_Written task_
Convert the listing below into a Markdown table with the columns Row and Text, giving each line its own numbered row. Leave out blank lines and the picture.

_The data_

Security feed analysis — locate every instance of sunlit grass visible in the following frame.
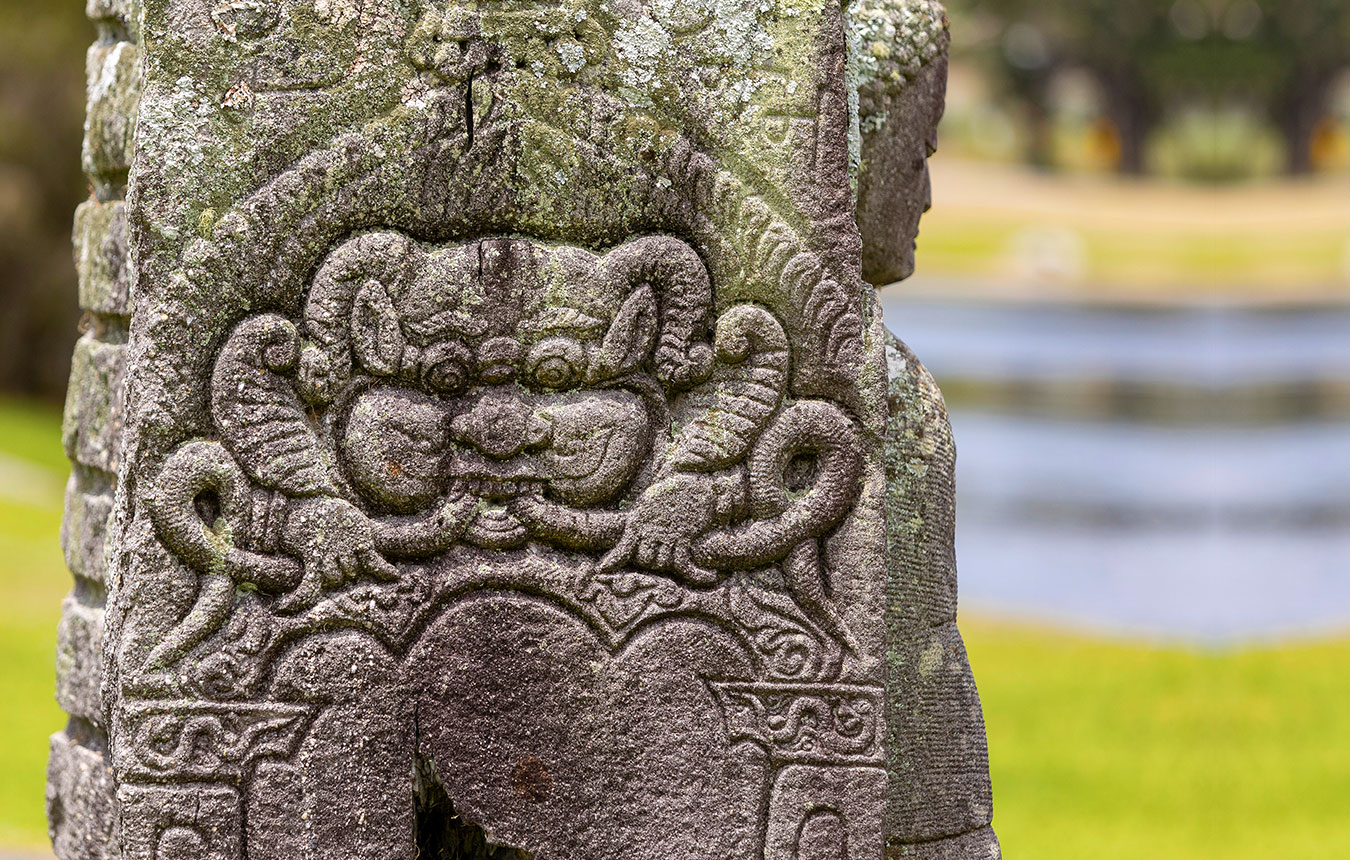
[0,401,70,846]
[918,153,1350,300]
[963,621,1350,860]
[0,402,1350,860]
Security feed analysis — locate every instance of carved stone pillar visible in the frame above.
[50,0,998,860]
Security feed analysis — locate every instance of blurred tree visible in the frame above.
[949,0,1350,173]
[0,0,93,398]
[952,0,1173,173]
[1247,0,1350,173]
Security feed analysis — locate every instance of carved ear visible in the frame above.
[351,281,408,377]
[587,286,656,383]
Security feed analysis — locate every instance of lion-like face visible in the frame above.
[343,383,651,513]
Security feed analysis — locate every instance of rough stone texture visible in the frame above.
[49,0,998,860]
[47,0,140,860]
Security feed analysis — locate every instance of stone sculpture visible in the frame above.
[49,0,998,860]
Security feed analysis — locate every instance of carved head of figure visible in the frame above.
[301,234,711,529]
[851,0,949,286]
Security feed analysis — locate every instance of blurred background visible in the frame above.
[0,0,1350,860]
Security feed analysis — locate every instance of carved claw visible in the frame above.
[373,493,479,559]
[508,494,628,552]
[595,529,722,587]
[277,497,398,614]
[597,473,736,586]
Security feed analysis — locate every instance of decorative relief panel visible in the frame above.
[92,0,972,860]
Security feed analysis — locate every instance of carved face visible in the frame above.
[326,240,659,513]
[343,383,651,513]
[857,58,946,286]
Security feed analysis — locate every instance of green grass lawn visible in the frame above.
[0,401,70,846]
[0,402,1350,860]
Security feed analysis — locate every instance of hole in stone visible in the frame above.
[783,454,818,493]
[416,759,535,860]
[192,490,220,525]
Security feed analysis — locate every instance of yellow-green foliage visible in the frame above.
[0,401,70,846]
[963,621,1350,860]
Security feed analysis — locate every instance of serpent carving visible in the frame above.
[151,231,861,677]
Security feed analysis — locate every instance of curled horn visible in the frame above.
[670,305,790,471]
[300,232,417,406]
[603,236,713,389]
[146,441,302,668]
[211,313,338,495]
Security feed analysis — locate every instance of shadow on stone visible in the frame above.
[417,761,535,860]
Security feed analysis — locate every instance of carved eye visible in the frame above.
[527,338,586,389]
[421,340,471,394]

_Right answer_
| Row | Text |
|---|---|
| 1 | Security feed analysis — locate every instance of sunlit grass visible in the following frame. |
| 2 | [0,401,70,846] |
| 3 | [918,153,1350,300] |
| 4 | [963,621,1350,860] |
| 5 | [0,402,1350,860] |
| 6 | Security feed analysis — locate every instance of carved stone pillar visible in the frame above. |
| 7 | [50,0,998,860] |
| 8 | Security feed analysis — locate every instance of blurred tree visible in the frame above. |
| 9 | [949,0,1350,173] |
| 10 | [0,0,93,398] |
| 11 | [952,0,1173,173] |
| 12 | [1247,0,1350,173] |
| 13 | Security feed analysis — locate every instance of carved ear visible in the frame above. |
| 14 | [351,281,408,377] |
| 15 | [587,286,656,383] |
| 16 | Security feed analysis — locate every instance of lion-like face visible in the frame above. |
| 17 | [343,383,651,513] |
| 18 | Security feed analysis — locate every instance of rough stone texture visible in the frame above. |
| 19 | [49,0,998,860] |
| 20 | [47,0,140,860] |
| 21 | Security feed analysis — locate every instance of stone sculpture visible in the frame above. |
| 22 | [49,0,998,860] |
| 23 | Security feed analysis — locate every instance of carved head of figure visible in the frame above. |
| 24 | [301,234,711,529] |
| 25 | [851,0,949,286] |
| 26 | Security feed analysis — locate every instance of blurred background visible in the frame above. |
| 27 | [0,0,1350,860] |
| 28 | Security feed analysis — locate every instance of carved claw visible in the frame above. |
| 29 | [373,493,479,559] |
| 30 | [508,494,628,552] |
| 31 | [595,529,722,587] |
| 32 | [277,497,398,614] |
| 33 | [597,473,736,586] |
| 34 | Security feed analysis — locate every instance of decorative relief panel visible in the frame above. |
| 35 | [92,0,972,860] |
| 36 | Security feed analysis — locate every instance of carved face visible in the frame above. |
| 37 | [326,240,659,513] |
| 38 | [343,383,651,513] |
| 39 | [857,58,946,286] |
| 40 | Security feed analysis — locate every instance of green grass lawn visible in the frame above. |
| 41 | [0,401,70,846] |
| 42 | [0,402,1350,860] |
| 43 | Security feed analysis — locate every instance of hole in stone visible in the frame above. |
| 44 | [783,454,818,493] |
| 45 | [416,759,535,860] |
| 46 | [192,490,220,525] |
| 47 | Security feed analysis — locate every instance of yellow-green foliage visible in the frame above. |
| 48 | [0,401,70,846] |
| 49 | [963,621,1350,860] |
| 50 | Security feed analysis — locate every instance of serpent carving visible in the frame above. |
| 51 | [151,231,861,677] |
| 52 | Security feed analysis — locate every instance of curled horn visible in the frame above. |
| 53 | [670,305,790,471] |
| 54 | [300,232,417,406] |
| 55 | [603,236,713,389] |
| 56 | [146,441,302,668] |
| 57 | [211,313,338,495] |
| 58 | Security feed analysis — locate every instance of shadow on stone visible in the frame above. |
| 59 | [417,761,535,860] |
| 60 | Security feed analysis — locate every instance of carved eye visible in the frame above. |
| 61 | [527,338,586,389] |
| 62 | [421,340,471,394] |